### [Direction]
From the rows below, collect every line that contains the string "cluster", matching case exactly, and copy each such line in full.

======== Supplied material ========

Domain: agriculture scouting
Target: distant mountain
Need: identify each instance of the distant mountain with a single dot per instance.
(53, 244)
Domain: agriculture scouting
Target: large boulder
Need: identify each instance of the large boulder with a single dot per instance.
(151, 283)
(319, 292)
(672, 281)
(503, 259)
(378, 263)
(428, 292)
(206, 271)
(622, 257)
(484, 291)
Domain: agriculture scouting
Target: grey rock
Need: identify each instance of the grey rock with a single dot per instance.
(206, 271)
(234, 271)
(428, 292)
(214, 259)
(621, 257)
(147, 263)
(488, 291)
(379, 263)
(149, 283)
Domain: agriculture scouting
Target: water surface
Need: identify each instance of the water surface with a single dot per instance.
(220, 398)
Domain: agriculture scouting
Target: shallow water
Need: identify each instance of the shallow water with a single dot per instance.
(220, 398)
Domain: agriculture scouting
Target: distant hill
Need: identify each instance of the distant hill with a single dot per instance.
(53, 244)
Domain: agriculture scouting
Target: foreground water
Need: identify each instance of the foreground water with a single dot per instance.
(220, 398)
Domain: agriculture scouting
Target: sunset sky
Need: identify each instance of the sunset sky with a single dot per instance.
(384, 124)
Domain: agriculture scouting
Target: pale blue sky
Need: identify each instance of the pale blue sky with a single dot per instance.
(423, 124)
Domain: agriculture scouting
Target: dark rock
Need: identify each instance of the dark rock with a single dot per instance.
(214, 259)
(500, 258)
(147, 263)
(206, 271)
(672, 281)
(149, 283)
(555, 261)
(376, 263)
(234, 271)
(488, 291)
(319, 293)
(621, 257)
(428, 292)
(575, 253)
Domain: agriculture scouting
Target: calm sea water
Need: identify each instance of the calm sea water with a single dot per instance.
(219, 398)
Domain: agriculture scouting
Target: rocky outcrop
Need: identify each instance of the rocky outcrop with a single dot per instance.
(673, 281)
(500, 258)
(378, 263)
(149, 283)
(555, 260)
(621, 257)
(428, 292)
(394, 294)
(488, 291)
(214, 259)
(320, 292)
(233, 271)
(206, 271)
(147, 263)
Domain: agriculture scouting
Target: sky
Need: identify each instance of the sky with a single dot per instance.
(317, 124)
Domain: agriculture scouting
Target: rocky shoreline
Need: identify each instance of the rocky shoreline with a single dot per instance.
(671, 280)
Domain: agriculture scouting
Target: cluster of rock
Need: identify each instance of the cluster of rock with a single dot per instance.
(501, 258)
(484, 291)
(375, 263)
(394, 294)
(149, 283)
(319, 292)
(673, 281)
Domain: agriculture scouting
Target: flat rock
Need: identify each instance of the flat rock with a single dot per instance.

========

### [Solution for this exercise]
Target: cluster of rock
Need: identify each instance of the cluster of rock with a single dot per instance.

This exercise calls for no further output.